▸ Record extracts:
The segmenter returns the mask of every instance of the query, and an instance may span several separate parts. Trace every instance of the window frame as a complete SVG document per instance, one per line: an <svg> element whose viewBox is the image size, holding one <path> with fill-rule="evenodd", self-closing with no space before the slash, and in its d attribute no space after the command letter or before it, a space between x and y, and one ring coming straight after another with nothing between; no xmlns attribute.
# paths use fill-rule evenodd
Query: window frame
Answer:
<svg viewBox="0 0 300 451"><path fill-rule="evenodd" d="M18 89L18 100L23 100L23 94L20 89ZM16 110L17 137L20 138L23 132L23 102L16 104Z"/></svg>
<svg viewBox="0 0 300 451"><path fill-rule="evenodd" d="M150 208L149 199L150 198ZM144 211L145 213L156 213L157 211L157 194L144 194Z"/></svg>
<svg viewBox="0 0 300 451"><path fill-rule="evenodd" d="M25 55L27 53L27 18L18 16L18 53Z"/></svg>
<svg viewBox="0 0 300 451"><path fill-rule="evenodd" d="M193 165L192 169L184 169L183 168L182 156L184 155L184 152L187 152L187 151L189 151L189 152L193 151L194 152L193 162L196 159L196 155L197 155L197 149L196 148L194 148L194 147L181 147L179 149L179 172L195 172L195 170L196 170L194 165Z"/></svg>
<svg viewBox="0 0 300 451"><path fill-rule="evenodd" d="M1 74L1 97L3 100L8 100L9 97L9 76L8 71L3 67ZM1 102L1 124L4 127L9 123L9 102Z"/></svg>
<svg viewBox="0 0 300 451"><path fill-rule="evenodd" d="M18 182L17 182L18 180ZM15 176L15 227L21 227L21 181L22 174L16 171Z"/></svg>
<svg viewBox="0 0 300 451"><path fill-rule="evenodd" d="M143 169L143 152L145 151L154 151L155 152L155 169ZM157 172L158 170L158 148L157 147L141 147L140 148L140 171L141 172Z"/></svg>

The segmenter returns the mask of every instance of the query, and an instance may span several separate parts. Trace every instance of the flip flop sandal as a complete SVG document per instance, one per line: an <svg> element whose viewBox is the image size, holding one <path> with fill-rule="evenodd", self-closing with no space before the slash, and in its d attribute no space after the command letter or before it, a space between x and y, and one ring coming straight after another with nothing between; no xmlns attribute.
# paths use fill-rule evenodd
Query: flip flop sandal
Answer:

▸ Work instruction: All lines from the first line of the listing above through the line containing "Query: window frame" are to be retyped exactly. Leave out any other line.

▸ Solution for this problem:
The segmenter returns the mask of every instance of the query, and an instance may span several separate parts. Trace every instance of the window frame as a complete SVG document per instance, one per line: an <svg> element whose viewBox is the image size, holding one <path> with fill-rule="evenodd", self-closing with no space before the slash, and in its d attribute no space after the command letter or before it, a space between x and y, and one ring coming straight after another with nothing between; no xmlns attribute.
# paths use fill-rule evenodd
Query: window frame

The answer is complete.